**TAREFAS**
[1] Reproduza, sem nenhuma alteração, a parte do trecho exibido que vai de "O problema é" até "e isso incomoda.", inclusive.
[2] Segundo o trecho exibido, quem interpreta Mabel, a mãe de Tolkien?
[3] Retome a crítica sobre o filme de Tolkien a partir do ponto em que ela termina.

**TRECHO EXIBIDO**
O problema é o recorte feito pela narrativa. A escolha de roteiristas e diretor foi tentar criar uma linha do tempo relacionando a vida infanto-juvenil do autor com o gênese do seu legendarium mitopoético. Só que isso não é apenas equivocado, como em alguma medida objetivamente errada. E esses erros se tornam um pouco mais clamorosos com aqueles familiarizados com a comunicação epistolar do autor – vasta, para dizer o mínimo – e suas muitas biografias. Algumas escolhas, como a representação vaga da mãe de Tolkien, Mabel (Laura Donnelly) são uma questão de gosto. Este colunista sabe que a morte da mãe do autor causou um impacto muito maior nele do que a cena no filme demonstra, e isso incomoda.

**LISTAGEM**
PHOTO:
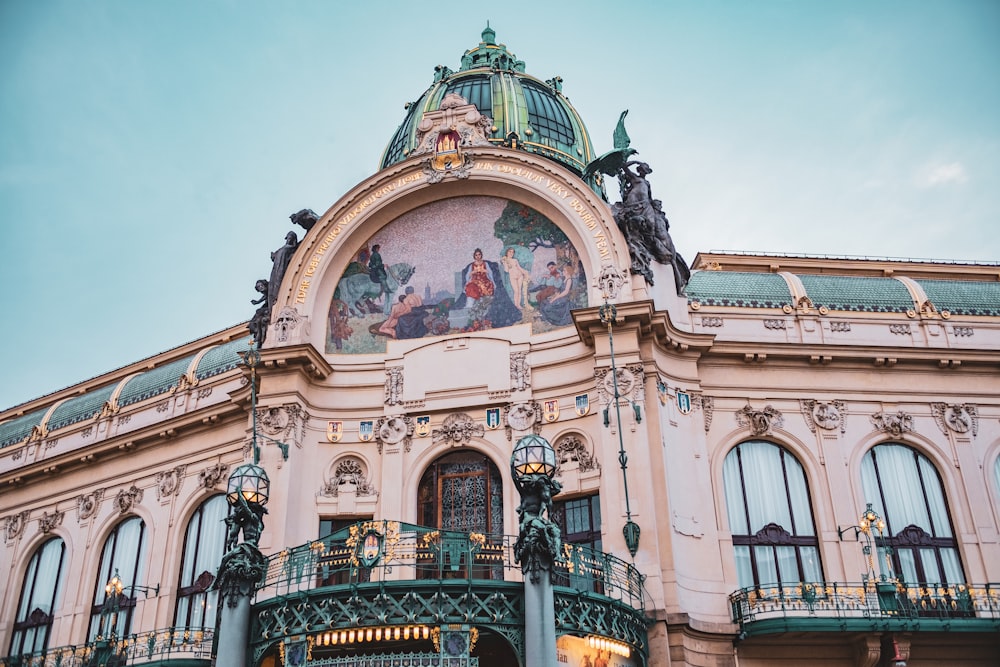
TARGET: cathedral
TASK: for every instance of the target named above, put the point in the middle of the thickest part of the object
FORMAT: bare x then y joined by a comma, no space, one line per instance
748,459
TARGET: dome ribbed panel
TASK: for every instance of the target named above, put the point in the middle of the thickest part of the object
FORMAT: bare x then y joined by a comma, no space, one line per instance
154,382
858,293
740,289
79,408
19,428
221,358
963,297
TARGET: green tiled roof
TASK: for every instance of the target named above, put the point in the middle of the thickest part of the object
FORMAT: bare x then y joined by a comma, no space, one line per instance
963,297
19,428
858,293
222,358
153,382
734,288
79,408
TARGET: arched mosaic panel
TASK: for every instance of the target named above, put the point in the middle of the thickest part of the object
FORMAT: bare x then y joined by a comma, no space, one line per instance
456,265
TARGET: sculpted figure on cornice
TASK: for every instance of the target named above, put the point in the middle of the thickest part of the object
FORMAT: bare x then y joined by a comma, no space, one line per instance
348,472
571,449
894,424
49,521
394,430
960,418
88,504
13,525
760,422
458,429
521,417
520,371
827,415
128,498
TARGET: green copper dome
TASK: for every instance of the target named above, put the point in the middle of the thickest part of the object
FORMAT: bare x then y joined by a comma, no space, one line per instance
528,113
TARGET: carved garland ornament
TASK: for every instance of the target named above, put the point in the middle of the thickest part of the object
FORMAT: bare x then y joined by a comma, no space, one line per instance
827,415
894,424
348,472
457,429
760,422
960,418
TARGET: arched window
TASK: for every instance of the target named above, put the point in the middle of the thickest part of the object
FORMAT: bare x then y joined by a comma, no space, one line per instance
904,488
40,594
770,516
204,543
125,553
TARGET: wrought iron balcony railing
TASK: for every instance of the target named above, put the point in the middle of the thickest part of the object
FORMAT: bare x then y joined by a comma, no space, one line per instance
155,646
395,551
873,604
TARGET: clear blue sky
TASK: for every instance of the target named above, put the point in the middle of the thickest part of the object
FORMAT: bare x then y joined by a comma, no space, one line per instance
151,152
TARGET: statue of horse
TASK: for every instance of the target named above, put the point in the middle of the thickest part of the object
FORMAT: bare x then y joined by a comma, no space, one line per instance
354,289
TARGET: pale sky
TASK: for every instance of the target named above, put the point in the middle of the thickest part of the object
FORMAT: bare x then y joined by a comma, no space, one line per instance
151,151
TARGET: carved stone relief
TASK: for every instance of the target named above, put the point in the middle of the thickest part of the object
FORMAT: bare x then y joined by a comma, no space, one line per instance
960,418
520,371
49,521
394,385
284,423
629,381
211,476
894,424
457,429
521,417
349,473
13,525
571,449
827,415
88,504
128,498
168,482
394,430
760,422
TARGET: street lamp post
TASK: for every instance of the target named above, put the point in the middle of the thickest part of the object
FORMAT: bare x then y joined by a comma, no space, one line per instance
538,546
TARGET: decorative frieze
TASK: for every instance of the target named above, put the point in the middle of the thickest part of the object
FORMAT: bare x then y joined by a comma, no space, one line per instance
457,429
394,385
894,424
520,371
49,521
827,415
959,418
168,482
128,498
348,474
88,504
13,525
760,422
572,449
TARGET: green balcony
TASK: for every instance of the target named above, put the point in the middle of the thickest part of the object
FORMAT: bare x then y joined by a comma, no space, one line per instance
866,607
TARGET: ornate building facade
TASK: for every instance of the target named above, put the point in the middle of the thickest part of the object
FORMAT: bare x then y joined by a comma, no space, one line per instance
785,460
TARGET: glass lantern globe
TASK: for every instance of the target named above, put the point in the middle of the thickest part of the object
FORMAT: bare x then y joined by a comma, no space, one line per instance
533,455
251,481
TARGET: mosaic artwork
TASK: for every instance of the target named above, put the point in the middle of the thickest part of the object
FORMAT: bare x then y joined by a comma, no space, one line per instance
456,265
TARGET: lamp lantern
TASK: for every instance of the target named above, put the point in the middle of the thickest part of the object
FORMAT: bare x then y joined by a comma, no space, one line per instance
533,455
250,481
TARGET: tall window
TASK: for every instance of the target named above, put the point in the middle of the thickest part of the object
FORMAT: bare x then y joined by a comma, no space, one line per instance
204,543
40,594
770,516
904,487
124,552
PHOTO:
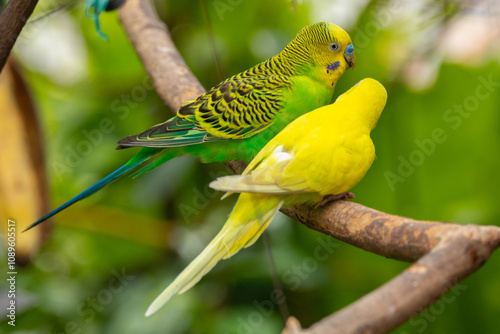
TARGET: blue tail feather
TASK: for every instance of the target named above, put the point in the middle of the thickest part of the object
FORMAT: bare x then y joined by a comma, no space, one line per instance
93,189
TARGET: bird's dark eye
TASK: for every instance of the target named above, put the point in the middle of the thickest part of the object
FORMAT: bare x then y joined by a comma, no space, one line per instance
334,47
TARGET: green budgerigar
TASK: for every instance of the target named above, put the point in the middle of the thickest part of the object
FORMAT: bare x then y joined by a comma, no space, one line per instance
237,117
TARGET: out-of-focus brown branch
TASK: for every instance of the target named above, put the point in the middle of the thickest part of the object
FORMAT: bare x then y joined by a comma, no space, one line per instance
444,253
12,21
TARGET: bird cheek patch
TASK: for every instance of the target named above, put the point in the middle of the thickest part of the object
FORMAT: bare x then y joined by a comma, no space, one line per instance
333,67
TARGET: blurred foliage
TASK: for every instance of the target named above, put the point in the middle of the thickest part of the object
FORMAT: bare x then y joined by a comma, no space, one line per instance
110,255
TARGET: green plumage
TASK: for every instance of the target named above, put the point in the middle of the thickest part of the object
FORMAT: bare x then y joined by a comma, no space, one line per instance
237,117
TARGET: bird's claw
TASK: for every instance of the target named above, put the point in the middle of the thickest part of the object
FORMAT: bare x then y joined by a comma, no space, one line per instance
330,198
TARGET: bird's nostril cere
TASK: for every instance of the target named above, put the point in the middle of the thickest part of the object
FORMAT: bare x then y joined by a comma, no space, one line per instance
349,49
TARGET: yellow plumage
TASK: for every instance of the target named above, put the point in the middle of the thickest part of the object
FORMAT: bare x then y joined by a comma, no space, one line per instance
324,152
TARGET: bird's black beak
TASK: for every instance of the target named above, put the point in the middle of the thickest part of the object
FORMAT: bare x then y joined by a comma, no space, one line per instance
349,56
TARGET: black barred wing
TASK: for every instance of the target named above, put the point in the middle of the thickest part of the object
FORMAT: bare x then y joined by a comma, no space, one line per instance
239,107
174,132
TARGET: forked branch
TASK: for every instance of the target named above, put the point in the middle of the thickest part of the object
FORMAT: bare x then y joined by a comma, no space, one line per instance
443,253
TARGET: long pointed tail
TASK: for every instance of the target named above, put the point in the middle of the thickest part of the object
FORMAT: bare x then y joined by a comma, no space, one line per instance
140,159
249,218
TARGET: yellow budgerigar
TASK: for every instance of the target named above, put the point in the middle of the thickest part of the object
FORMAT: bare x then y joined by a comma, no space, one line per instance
315,159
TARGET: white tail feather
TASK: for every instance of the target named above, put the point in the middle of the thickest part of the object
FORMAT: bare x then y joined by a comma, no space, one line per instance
233,236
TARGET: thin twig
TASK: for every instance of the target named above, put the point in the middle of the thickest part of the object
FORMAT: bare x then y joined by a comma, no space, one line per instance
12,20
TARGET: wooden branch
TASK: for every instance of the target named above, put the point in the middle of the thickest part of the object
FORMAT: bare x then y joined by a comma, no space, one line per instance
444,253
12,20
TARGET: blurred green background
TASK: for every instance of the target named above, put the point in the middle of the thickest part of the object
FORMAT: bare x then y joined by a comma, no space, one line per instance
109,256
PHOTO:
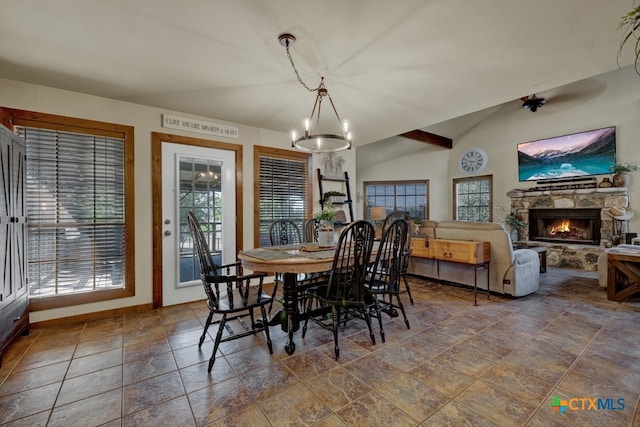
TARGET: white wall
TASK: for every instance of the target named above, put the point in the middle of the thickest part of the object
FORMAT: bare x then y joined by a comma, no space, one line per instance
145,121
606,100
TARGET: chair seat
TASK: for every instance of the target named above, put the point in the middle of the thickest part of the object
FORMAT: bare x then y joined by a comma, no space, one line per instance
236,301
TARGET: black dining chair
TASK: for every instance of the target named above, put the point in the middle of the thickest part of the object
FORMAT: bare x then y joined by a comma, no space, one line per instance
406,253
343,293
383,276
237,299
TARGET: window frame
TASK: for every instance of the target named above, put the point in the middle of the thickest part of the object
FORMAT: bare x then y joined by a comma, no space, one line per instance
395,183
456,181
262,151
14,117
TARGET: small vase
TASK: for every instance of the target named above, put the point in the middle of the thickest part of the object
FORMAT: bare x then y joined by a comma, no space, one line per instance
325,233
606,183
620,179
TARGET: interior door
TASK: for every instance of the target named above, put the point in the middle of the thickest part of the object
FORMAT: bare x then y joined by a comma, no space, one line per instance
201,180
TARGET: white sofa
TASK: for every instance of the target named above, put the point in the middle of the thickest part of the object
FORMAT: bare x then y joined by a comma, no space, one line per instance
512,272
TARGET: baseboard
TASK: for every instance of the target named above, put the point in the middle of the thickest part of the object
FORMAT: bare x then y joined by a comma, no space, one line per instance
89,317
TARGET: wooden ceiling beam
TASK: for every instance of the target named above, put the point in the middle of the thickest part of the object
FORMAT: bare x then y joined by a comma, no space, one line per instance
429,138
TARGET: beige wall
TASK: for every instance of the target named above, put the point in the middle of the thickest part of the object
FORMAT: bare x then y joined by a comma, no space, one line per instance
612,99
145,121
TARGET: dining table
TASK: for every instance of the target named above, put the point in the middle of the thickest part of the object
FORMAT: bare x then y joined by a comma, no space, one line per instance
290,260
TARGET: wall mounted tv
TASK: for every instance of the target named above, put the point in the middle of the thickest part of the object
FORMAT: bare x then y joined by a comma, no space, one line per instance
564,157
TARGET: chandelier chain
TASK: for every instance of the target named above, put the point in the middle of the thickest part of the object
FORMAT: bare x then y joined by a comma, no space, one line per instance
296,70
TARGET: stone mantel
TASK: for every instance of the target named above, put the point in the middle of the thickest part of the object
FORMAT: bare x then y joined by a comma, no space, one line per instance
583,257
581,193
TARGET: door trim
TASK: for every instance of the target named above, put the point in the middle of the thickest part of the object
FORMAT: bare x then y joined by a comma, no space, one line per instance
156,193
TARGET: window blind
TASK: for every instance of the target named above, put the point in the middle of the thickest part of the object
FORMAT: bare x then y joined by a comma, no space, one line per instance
76,212
283,192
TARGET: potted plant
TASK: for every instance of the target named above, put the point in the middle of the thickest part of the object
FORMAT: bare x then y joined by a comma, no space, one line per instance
326,217
630,24
621,179
335,196
512,223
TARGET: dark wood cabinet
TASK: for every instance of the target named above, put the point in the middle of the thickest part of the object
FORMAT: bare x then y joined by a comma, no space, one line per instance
14,298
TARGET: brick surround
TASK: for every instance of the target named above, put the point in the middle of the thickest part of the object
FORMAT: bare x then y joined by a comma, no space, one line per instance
576,256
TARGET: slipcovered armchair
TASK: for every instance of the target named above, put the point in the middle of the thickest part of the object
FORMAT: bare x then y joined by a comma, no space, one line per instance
512,272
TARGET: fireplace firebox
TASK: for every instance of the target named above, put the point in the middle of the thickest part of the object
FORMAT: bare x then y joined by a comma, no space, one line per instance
565,225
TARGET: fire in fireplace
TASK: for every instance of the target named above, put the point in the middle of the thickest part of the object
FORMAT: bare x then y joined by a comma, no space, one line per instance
565,225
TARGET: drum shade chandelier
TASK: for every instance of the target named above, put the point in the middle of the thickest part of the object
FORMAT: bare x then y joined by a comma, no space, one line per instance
312,139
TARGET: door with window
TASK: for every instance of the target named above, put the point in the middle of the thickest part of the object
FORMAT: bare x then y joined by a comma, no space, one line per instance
201,180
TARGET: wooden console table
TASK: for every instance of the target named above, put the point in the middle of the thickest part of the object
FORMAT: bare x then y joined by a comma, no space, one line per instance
468,252
623,276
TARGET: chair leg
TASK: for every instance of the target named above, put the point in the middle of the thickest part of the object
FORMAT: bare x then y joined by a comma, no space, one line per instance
367,318
406,321
217,343
306,320
265,322
379,315
273,294
206,327
406,285
334,316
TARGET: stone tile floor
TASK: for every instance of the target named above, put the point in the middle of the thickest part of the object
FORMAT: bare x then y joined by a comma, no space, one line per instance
506,362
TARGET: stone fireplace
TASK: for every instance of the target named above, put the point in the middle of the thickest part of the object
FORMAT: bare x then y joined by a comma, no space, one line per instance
571,223
565,225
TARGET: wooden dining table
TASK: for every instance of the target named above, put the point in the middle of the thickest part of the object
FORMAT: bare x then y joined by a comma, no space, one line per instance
290,260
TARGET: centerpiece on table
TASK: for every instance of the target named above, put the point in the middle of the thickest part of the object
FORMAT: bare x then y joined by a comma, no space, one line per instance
326,217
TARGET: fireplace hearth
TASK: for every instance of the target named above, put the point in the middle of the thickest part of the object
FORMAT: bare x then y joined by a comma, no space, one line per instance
564,248
565,225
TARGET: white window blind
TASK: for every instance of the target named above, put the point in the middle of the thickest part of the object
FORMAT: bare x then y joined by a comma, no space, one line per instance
76,212
283,192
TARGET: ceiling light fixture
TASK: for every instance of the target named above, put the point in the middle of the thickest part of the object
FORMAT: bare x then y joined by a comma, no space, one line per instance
312,139
532,103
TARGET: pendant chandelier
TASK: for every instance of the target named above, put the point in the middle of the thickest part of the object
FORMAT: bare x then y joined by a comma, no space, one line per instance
312,139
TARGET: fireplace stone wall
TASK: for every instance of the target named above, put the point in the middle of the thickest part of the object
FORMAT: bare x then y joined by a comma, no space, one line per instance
578,256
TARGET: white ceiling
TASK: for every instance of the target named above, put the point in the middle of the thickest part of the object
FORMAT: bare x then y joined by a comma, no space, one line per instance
390,66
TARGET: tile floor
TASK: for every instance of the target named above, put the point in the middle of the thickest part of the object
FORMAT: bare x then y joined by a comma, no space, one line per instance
501,363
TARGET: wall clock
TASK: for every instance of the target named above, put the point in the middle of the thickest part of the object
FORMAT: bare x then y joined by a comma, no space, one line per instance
473,161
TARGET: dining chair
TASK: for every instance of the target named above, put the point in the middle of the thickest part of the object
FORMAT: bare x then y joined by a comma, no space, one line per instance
235,302
343,293
383,276
406,253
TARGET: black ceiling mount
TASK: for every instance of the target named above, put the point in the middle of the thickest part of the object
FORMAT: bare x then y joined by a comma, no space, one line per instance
532,103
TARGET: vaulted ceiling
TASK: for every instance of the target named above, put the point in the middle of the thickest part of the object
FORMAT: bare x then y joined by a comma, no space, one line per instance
390,66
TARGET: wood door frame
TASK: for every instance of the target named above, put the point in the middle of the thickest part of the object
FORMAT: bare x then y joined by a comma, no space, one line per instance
156,192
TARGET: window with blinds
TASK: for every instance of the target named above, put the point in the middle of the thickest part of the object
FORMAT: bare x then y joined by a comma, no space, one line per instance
76,211
406,196
473,198
284,189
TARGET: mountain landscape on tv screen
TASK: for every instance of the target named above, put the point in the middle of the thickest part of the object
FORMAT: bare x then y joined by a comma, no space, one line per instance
575,155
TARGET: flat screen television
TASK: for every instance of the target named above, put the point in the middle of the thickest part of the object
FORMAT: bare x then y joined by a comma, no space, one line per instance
564,157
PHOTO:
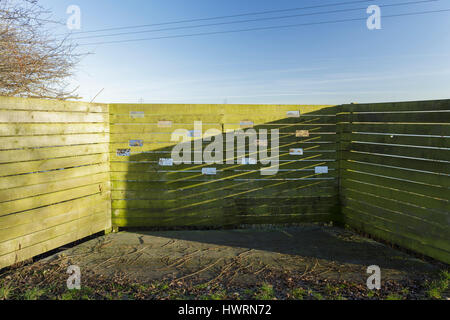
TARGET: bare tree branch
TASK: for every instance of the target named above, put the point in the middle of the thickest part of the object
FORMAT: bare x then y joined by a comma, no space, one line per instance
33,63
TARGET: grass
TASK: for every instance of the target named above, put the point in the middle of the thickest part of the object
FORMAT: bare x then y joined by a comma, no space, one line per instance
394,296
5,292
437,287
265,292
298,293
33,294
84,294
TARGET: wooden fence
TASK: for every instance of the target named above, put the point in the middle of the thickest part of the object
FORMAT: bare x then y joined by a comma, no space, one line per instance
54,175
384,170
395,168
146,193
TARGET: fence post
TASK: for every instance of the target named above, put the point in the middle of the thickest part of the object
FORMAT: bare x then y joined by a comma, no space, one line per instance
343,132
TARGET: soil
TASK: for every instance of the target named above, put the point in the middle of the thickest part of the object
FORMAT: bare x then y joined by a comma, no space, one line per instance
301,262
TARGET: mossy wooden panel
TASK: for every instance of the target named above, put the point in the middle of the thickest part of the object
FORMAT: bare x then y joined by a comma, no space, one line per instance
395,173
147,194
54,175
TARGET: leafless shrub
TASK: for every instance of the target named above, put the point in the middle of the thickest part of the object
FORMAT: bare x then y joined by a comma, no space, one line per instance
33,62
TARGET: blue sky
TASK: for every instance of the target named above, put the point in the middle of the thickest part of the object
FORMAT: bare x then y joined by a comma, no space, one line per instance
408,59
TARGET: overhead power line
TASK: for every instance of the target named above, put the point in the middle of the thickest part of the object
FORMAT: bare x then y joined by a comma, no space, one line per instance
264,28
223,17
252,20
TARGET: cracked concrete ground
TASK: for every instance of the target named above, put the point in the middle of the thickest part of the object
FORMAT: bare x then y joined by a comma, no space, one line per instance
326,252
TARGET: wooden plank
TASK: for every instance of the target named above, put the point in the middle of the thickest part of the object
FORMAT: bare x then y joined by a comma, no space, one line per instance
85,229
51,228
147,128
23,220
411,140
398,195
222,221
402,117
12,103
401,162
425,212
8,116
49,199
30,129
404,225
219,108
52,141
186,188
431,105
400,128
16,168
8,156
407,151
361,222
188,118
398,173
416,188
48,188
51,176
319,151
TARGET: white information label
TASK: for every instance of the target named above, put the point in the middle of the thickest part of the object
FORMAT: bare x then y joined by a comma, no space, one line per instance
302,133
123,152
247,124
248,161
321,170
261,143
137,114
293,114
209,171
166,162
296,152
195,133
164,124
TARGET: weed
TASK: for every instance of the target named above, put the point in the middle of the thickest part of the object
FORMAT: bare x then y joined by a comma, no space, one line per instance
33,294
265,292
5,292
437,287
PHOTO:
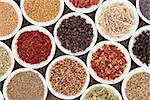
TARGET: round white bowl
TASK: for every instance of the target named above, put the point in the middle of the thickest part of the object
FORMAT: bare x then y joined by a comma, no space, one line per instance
83,10
20,19
140,13
58,43
131,44
61,96
11,58
114,91
132,9
16,55
42,23
93,73
19,71
1,96
130,74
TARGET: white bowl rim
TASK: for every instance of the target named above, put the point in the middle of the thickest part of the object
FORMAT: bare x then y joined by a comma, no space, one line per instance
83,10
140,13
3,45
102,85
20,19
61,96
130,33
48,23
129,75
89,20
1,96
123,50
24,70
131,44
41,64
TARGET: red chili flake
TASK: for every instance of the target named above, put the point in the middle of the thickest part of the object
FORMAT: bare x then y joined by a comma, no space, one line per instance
108,62
84,3
33,46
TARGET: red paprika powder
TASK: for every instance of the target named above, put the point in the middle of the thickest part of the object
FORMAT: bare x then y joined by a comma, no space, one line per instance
108,62
34,46
84,3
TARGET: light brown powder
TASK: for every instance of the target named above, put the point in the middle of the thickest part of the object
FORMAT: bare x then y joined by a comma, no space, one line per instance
42,10
8,19
25,86
5,61
67,77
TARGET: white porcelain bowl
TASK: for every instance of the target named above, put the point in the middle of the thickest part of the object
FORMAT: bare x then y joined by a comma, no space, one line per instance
83,10
1,96
19,71
16,55
132,9
131,44
140,13
130,74
61,96
20,19
123,50
114,91
12,61
89,20
42,23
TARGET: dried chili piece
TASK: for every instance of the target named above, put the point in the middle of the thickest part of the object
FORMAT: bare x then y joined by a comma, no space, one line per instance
84,3
108,62
33,46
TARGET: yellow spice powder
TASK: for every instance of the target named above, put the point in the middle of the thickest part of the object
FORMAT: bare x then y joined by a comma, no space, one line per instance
42,10
8,19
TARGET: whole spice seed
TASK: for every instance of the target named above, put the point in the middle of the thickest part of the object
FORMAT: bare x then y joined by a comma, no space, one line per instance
100,93
116,20
145,8
8,19
67,77
141,47
42,10
84,3
34,47
25,86
138,87
75,34
108,62
5,61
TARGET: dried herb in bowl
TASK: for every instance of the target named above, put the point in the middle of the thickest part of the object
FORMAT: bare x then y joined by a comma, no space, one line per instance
75,34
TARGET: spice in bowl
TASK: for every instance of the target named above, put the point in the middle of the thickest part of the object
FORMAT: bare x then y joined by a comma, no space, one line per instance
34,47
84,3
67,77
72,32
116,20
137,87
108,62
144,6
25,85
42,10
5,61
101,93
8,19
141,47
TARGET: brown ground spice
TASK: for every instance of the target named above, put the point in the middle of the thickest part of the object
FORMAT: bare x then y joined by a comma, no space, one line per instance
8,19
67,77
138,87
42,10
25,86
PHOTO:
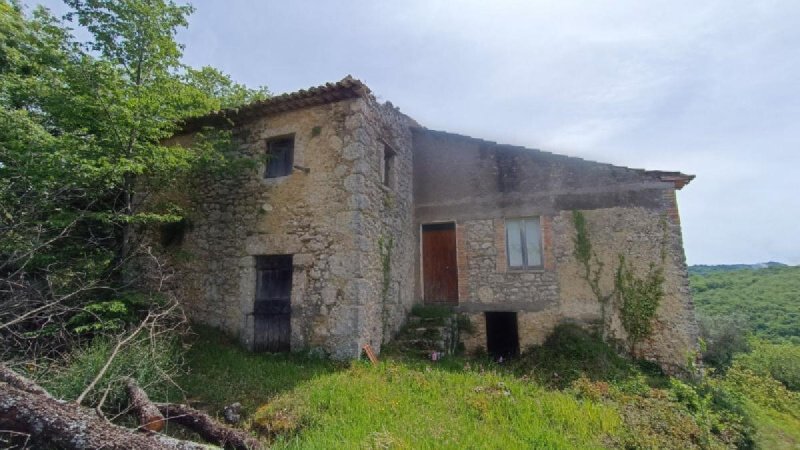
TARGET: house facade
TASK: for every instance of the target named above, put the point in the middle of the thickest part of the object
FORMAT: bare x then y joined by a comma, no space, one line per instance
358,213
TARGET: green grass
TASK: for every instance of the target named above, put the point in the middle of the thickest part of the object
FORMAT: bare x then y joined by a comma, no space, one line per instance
600,401
221,372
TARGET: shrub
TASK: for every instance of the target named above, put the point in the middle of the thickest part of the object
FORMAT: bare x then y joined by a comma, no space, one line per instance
724,337
431,311
570,352
780,361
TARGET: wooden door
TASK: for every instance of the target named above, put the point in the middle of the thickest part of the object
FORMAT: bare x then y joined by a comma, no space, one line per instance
272,310
439,269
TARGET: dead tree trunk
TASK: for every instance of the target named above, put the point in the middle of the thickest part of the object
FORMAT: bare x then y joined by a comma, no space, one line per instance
149,416
208,428
50,422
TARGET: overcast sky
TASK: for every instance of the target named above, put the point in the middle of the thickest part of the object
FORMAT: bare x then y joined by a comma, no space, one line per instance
708,88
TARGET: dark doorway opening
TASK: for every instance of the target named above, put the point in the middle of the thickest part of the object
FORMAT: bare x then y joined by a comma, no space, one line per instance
272,311
439,268
502,337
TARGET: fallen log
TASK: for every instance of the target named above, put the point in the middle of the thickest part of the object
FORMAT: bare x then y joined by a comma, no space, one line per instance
208,428
53,423
150,418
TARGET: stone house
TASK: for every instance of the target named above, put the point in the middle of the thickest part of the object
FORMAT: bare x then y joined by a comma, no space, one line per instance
359,212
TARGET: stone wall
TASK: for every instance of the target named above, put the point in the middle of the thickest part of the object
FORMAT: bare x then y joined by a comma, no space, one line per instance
332,215
478,185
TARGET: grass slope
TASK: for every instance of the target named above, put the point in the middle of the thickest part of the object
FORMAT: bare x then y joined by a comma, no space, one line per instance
768,299
574,392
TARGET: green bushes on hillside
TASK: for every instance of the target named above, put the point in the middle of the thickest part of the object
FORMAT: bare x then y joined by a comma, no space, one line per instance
768,300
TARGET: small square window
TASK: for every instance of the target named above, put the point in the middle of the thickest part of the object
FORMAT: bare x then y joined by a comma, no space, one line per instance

**RESPOSTAS POR TAREFA**
[1]
O problema é o recorte feito pela narrativa. A escolha de roteiristas e diretor foi tentar criar uma linha do tempo relacionando a vida infanto-juvenil do autor com o gênese do seu legendarium mitopoético. Só que isso não é apenas equivocado, como em alguma medida objetivamente errada. E esses erros se tornam um pouco mais clamorosos com aqueles familiarizados com a comunicação epistolar do autor – vasta, para dizer o mínimo – e suas muitas biografias. Algumas escolhas, como a representação vaga da mãe de Tolkien, Mabel (Laura Donnelly) são uma questão de gosto. Este colunista sabe que a morte da mãe do autor causou um impacto muito maior nele do que a cena no filme demonstra, e isso incomoda.

[2] Laura Donnelly.

[3]
Mas pior é a maneira linear e unidimensional como o gênio do protagonista é apresentado – como talento espontâneo e inato misturado aos traumas de guerra. Para Karukoski, a criação do universo fantástico mais vasto e complexo da história da literatura se resume à uma mistura alquímica simplista, e não como resultado de muito esforço por parte da mãe, do Padre Morgan (Colm Meaney) e dele mesmo, durante anos de estudo e dedicação aos seus estudos filológicos e míticos. É uma maneira boba de torná-lo um tipo de personagem fantástico que ele mesmo foi o maior responsável por transcender – o galante e casto cavaleiro que sobrevive a batalhas para ficar com a mocinha em seu castelo no final.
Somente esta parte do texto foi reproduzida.